§ **WRITTEN EXERCISE**
Nothing but the lines from the one containing "the wooden post" to the end of the data should be returned, each exactly as written.

§ **DATA FOR THIS EXERCISE**
---+---
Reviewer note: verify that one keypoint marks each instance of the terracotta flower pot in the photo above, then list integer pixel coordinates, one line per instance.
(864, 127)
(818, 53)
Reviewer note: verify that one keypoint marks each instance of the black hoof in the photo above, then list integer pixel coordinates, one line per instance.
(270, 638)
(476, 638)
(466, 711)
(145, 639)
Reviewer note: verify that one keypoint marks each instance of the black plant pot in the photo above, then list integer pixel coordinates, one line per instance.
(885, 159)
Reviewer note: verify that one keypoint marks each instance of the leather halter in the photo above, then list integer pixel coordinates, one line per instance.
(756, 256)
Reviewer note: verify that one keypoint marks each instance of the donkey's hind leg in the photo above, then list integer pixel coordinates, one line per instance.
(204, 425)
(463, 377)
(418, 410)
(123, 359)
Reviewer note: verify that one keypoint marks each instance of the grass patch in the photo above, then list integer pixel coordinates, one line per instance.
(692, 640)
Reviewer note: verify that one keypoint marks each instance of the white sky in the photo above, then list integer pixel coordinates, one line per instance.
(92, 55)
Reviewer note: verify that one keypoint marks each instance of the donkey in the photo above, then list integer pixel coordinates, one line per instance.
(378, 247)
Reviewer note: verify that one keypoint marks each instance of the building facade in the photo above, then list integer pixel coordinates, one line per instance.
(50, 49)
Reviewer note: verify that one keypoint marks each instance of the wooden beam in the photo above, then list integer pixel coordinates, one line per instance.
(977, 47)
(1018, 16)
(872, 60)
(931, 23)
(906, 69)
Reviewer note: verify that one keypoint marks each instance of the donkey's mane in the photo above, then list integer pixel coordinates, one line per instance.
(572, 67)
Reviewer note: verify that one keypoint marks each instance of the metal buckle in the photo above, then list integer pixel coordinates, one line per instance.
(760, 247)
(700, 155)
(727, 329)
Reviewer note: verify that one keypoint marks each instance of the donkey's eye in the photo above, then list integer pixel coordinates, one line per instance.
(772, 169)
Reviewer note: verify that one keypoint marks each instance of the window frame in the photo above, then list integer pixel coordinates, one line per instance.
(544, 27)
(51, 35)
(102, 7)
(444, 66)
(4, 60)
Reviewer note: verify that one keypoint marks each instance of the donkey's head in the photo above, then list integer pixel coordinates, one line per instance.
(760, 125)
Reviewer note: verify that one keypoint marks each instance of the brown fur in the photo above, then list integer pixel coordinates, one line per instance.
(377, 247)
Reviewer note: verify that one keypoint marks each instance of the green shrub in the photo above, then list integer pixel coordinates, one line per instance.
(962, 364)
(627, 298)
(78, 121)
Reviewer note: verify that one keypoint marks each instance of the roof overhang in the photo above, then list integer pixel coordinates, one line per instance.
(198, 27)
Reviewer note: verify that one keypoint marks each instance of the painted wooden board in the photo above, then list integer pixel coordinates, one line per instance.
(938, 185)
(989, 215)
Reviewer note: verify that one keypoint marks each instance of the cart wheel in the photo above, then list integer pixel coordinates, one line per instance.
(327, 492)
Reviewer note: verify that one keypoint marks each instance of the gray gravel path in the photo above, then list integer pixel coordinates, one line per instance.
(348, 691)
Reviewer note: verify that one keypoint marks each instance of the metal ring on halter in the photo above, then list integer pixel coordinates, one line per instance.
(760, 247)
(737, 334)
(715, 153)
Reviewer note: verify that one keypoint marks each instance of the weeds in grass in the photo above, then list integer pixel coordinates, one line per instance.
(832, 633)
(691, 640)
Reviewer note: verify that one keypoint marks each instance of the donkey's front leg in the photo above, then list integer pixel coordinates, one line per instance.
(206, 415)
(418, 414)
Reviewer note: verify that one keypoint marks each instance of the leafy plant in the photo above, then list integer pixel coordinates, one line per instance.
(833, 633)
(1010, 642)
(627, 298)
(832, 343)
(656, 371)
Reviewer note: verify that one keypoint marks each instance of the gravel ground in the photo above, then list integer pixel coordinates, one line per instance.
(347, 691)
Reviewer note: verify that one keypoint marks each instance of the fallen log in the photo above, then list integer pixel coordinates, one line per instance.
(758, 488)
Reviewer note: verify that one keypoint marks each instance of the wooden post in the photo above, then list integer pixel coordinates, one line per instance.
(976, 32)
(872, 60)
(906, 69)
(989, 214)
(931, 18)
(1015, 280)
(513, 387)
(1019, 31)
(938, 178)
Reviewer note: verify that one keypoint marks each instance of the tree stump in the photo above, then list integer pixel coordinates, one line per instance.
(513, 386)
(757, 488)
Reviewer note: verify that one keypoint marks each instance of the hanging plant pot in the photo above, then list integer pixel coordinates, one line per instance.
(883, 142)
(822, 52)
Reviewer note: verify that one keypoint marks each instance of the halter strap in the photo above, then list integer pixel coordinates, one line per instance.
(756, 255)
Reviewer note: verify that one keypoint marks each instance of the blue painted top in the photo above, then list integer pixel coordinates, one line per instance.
---+---
§ **THE OUTPUT**
Reviewer note: verify that one keypoint marks each instance of the wooden post in the photo above, then list integer pixel coordinates, one line per instance.
(976, 32)
(872, 60)
(906, 69)
(989, 214)
(931, 18)
(1015, 280)
(513, 387)
(1019, 31)
(938, 178)
Reviewer note: verify that one keypoint marks each instance of the tree stump in the photo above, then list integer pixel coordinates, one line per instance.
(513, 386)
(757, 488)
Reviewer note: verify that one keypoint marks each instance of the hanging plant pot in the photo above, then list integer pixel coordinates, one line per instance.
(883, 142)
(822, 52)
Reviewer note: verify that one keypoint marks each instance of the halter strap in the photo above, then list integer pixel coordinates, one line per instance.
(756, 255)
Reviewer note: verify that one keypoint marks each instance of the blue painted top in the photo above, then list integer pixel coordinates, one line per instance.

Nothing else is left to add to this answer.